→ Task requirements:
(1) In the driving safety passage, copy word for word the section starting with "When you’re first" and going on through "on the roads!".
(2) Answer these questions from the driving safety passage:
(a) How long does the average American spend driving each day?
(b) In which city does the passage mention living right on a subway stop?
(c) Car accidents are named as a major cause of which things?
(3) Extend the driving safety passage by writing what follows its final sentence.

→ Passage provided:
========================
With more cars being sold every year giving rise to heavy traffic conjunction, it’s now more difficult to drive peacefully on the roads, especially on city roads. Unless you’re lucky enough to live right on a subway stop in New York City or have your own personal car and driver, you are probably one of the millions of people who drive to work, school, or errands on a regular basis. In fact, the average American spends over 100 minutes per day driving!
When you’re first learning to drive, you get all sorts of tips and instructions about the safest position for your hands on the wheel or how to adjust your speed for different weather conditions, but once you’re used to driving, you tend to forget some of that useful advice. This can be dangerous and end up with you using motor accident lawyer Orlando! If you do not stick with basic driving methods, you may run into new situations that you were never prepared for.
With car accidents being a major cause of stress, expense, and injury (or worse!), it’s always important to make sure you are driving as safely as possible. For me, driving is second nature but I want to make sure driving safely is second-nature too!
So, here’s my list of safety tips to keep you out of trouble on the roads!
========================
→ Supplied entries:
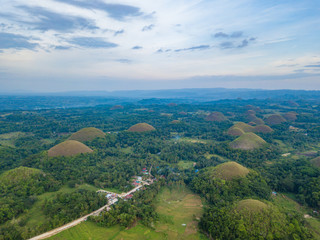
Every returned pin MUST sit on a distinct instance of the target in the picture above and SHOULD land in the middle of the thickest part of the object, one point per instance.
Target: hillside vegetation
(247, 141)
(228, 171)
(141, 127)
(68, 148)
(87, 134)
(216, 117)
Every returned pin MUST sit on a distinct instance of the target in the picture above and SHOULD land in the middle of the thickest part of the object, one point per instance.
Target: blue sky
(71, 45)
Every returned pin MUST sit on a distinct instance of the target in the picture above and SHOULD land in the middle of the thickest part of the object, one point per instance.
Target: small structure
(127, 197)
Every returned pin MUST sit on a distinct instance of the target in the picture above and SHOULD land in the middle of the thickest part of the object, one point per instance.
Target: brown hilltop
(68, 148)
(227, 171)
(275, 119)
(141, 127)
(247, 128)
(247, 141)
(116, 107)
(216, 117)
(290, 116)
(262, 129)
(235, 131)
(316, 162)
(87, 134)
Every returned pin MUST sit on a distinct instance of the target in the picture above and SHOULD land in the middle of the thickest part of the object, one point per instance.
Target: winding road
(80, 220)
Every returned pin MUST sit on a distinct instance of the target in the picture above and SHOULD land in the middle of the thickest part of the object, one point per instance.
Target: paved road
(79, 220)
========================
→ Answers to this exercise:
(1)
When you’re first learning to drive, you get all sorts of tips and instructions about the safest position for your hands on the wheel or how to adjust your speed for different weather conditions, but once you’re used to driving, you tend to forget some of that useful advice. This can be dangerous and end up with you using motor accident lawyer Orlando! If you do not stick with basic driving methods, you may run into new situations that you were never prepared for.
With car accidents being a major cause of stress, expense, and injury (or worse!), it’s always important to make sure you are driving as safely as possible. For me, driving is second nature but I want to make sure driving safely is second-nature too!
So, here’s my list of safety tips to keep you out of trouble on the roads!

(2)
(a) Over 100 minutes.
(b) New York City.
(c) Stress, expense, and injury (or worse).

(3)
1. Do Allow Enough Time
We’re all busy these days, and that can often lead to running late to work or racing to pick up your kid from soccer practice. Hurrying your driving may seem normal to you but it’s definitely more dangerous and stressful than driving when you know you have enough time to get from point A to point B.
In fact, if possible, it’s always best to have a little extra time, just in case you run into traffic or have to circle around unexpected construction. After all, saving a minute off of your commute is hardly worth causing an accident or getting a ticket.
2. Don’t Drive Distracted
Since we were kids, we’ve all heard time and again not to drink and drive, from school assemblies to sappy TV ads, and it’s definitely an important rule to know and follow. But less people realize how important it is not to text and drive. A recent study shows that texting and driving at the same time results in accidents that injure more than 330,000 people every year in US alone. Best tip is to just try to concentrate on the road when you’re driving. Leave your smartphone and Siri to peace for a while!
3. Do Use Your Head
These days with GPS on our phones, Waze to redirect us around traffic jams, and apps like GasBuddy and Yelp to bring us to hotspots nearby, we often don’t have to plan much at all before we hop in the car. Usually, of course, that’s a great thing. I know I for one am delighted not to have to carry around a map or stop and ask random strangers for directions when I get lost.
Still, just because you have your trusty GPS device telling you where to go doesn’t mean you can turn your brain off. Don’t drive into a pond or through a construction zone just because your GPS says so!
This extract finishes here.